## Given data
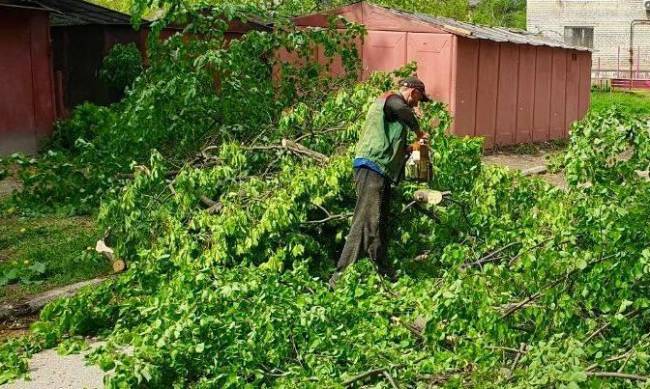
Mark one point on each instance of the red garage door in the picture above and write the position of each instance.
(383, 51)
(16, 93)
(432, 52)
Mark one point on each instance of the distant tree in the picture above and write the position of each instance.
(507, 13)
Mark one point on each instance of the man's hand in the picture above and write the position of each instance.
(423, 137)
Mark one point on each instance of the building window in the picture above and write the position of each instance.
(579, 36)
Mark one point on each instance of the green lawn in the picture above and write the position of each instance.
(39, 253)
(637, 102)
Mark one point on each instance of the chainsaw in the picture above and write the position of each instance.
(418, 165)
(420, 169)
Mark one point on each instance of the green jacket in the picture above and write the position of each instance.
(383, 142)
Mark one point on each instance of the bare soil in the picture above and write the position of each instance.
(515, 160)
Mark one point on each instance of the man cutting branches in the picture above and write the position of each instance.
(381, 154)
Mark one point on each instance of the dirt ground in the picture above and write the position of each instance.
(53, 371)
(518, 161)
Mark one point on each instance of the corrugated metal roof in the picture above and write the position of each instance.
(78, 12)
(473, 31)
(23, 4)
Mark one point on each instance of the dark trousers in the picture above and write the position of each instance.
(368, 234)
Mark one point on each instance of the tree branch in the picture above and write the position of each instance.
(612, 374)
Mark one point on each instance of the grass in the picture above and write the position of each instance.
(40, 253)
(635, 102)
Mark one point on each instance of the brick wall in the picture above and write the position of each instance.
(611, 22)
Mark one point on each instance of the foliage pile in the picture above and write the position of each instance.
(121, 66)
(509, 283)
(194, 92)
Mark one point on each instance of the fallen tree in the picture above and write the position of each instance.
(507, 282)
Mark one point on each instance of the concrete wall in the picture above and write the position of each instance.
(611, 22)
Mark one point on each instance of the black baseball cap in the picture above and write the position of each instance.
(415, 83)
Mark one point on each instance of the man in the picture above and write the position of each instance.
(381, 154)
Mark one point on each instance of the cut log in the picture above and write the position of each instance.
(118, 264)
(429, 197)
(534, 170)
(35, 304)
(299, 149)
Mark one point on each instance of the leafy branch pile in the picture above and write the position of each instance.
(509, 283)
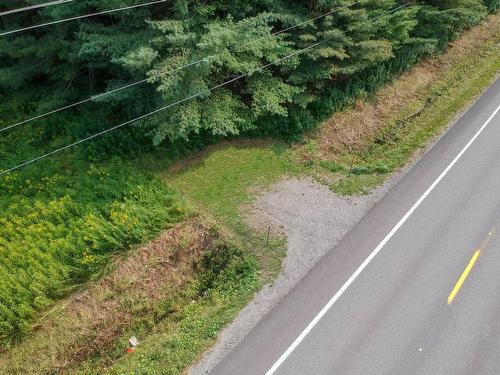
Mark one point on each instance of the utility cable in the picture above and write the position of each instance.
(206, 58)
(80, 17)
(207, 91)
(33, 7)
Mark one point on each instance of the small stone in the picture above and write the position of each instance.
(133, 341)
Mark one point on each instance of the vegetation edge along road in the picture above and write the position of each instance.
(212, 271)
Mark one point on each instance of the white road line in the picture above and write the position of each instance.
(379, 247)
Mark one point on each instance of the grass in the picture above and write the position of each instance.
(203, 292)
(223, 183)
(409, 124)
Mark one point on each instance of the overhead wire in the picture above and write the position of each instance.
(201, 93)
(5, 33)
(192, 63)
(34, 7)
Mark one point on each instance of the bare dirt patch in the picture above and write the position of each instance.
(355, 127)
(314, 219)
(91, 322)
(198, 157)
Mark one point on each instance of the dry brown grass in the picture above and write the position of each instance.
(354, 128)
(90, 322)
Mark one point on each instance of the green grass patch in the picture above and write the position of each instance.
(60, 226)
(359, 172)
(223, 184)
(191, 318)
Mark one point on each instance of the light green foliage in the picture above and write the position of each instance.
(77, 59)
(61, 229)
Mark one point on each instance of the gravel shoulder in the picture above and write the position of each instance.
(314, 219)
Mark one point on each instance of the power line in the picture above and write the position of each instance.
(206, 58)
(33, 7)
(80, 17)
(201, 93)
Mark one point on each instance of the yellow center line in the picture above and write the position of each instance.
(462, 278)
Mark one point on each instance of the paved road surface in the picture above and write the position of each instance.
(394, 318)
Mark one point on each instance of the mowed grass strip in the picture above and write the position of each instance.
(357, 149)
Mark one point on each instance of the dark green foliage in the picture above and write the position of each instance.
(48, 67)
(62, 219)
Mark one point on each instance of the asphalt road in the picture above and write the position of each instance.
(393, 316)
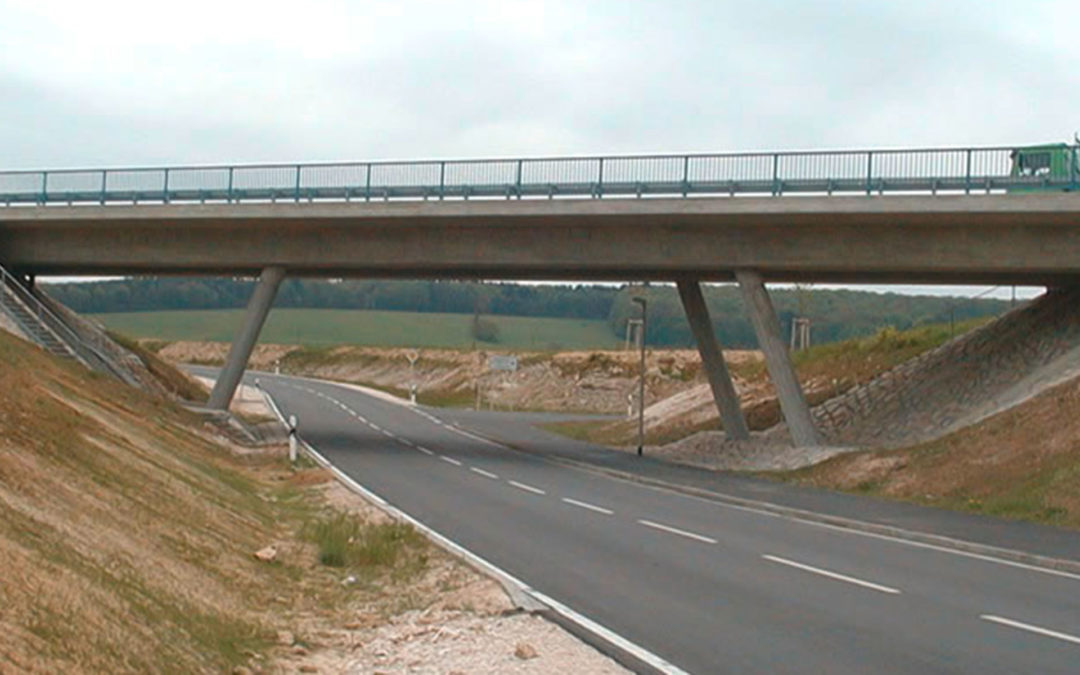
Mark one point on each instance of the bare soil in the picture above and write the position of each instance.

## Task goal
Skip the pictures and transcribe the rest of the records exactly.

## Written answer
Mark one point on each instance of the red garage door in the picture above and write the position of each instance.
(383, 51)
(16, 93)
(432, 52)
Mark one point on each instance of the distant tree in the picture above and write the position of each instance.
(507, 13)
Mark one point on each instance of the man's hand in the picture above and write the position of each instance.
(423, 137)
Mark one point on each instance of the building window in the picture above and write the position of each instance.
(579, 36)
Mark one point on each instance of the green lawn in the picture above and write the position of each instance.
(39, 253)
(637, 102)
Mark one point on each instance of the chainsaw in the picture above and write the position of each instance.
(418, 165)
(420, 169)
Mark one point on each instance of the green jacket in the picture above and write the position of each instance.
(383, 142)
Mark one point on each instance of the bare soil in the picture above and write the position of each instance.
(515, 160)
Mark one point on each instance of the man cutting branches in the picture above and write the position of each instance.
(381, 154)
Mark one point on each instance of the dirt ground in the picture above and write the position of each instance.
(53, 371)
(518, 161)
Mark one point on each instance of the corrugated metal roof in the picture above and write the position of each instance.
(78, 12)
(473, 31)
(23, 4)
Mark one point on each instance of the dark trousers in the picture above and write the position of each instance.
(368, 234)
Mark one point on each instance of the tree branch in the picture above and write the position of each instance.
(612, 374)
Mark one point on each instance of the grass in the picture above and write the position of each instance.
(40, 253)
(635, 102)
Mark one point on each instance of the brick wall in the picture above and write the position of each instance.
(611, 22)
Mark one point on each instance of the foliage pile in the picture above and write the position of each instance.
(121, 66)
(509, 283)
(194, 92)
Mark one point on each instance of the fallen tree in the picture above and write the position of each instance.
(507, 282)
Mark one point on each instance of the concrete wall in the picture above and write the position of each instance.
(611, 22)
Mark one point on each instance of the black baseball cap in the picture above and write the position of each instance.
(415, 83)
Mark one point on each instance of the man in the picture above and write the position of each instance.
(381, 154)
Mark one point on each instance of the cut log in the picture above and write the position of each instance.
(118, 264)
(429, 197)
(534, 170)
(35, 304)
(299, 149)
Mark one point on each instance of the leafy branch pile in the picture above and write the position of each instance.
(509, 283)
Mark one point on each instance of the utility cable in the picture above and write the position of each instance.
(206, 58)
(80, 17)
(207, 91)
(33, 7)
Mark one point on each instance of the small stone in the picture above and write the position of each instance.
(133, 341)
Mark one point on each instance of the vegetation edge along road in the picture above and write the position of each instance.
(212, 271)
Mark one point on each instance of the white road line in the picture above and write the position of each instance.
(379, 247)
Mark one point on each instance of the grass in the picture above and write the position of each instance.
(203, 292)
(223, 183)
(409, 124)
Mark one point on each instance of the overhead wire in the picture above and write the position of each instance.
(201, 93)
(5, 33)
(192, 63)
(34, 7)
Mark one point on each instance of the bare dirt patch in the picture above and write the position of each instance.
(355, 127)
(314, 219)
(91, 322)
(198, 157)
Mark one point on each instance of the dry brown grass in the picture above and write the position of each instance.
(354, 128)
(90, 322)
Mark one point on each instance of the green grass patch in the picture above and write the position of each instance.
(60, 226)
(359, 172)
(223, 184)
(191, 318)
Mark one point on each instance of the light green foliage in the picture above and write the position of each instance.
(77, 59)
(61, 229)
Mark one point on each instance of the gravel shoulder in the picture above and write the position of each instance.
(314, 219)
Mark one point on each instance of the power line in the picture above and write the position of each instance.
(206, 58)
(33, 7)
(80, 17)
(201, 93)
Mark one point on each instance of the yellow center line in the picture above and write the position of each instance.
(462, 278)
Mark one point on each instance of the paved road surface in the picture above and write the position of each instance.
(394, 318)
Mark one point on each instance of the mowed grass strip in the picture above and write the position of each instance.
(357, 149)
Mark one point on each instance of the dark green foliage in the picture above and write the position of each instance.
(48, 67)
(62, 219)
Mark one point on each instance of the asphalt road in the picture above and write the position of each instance.
(393, 316)
Mark one point on each instance of the bare soil in the picture above and write the position of each instance.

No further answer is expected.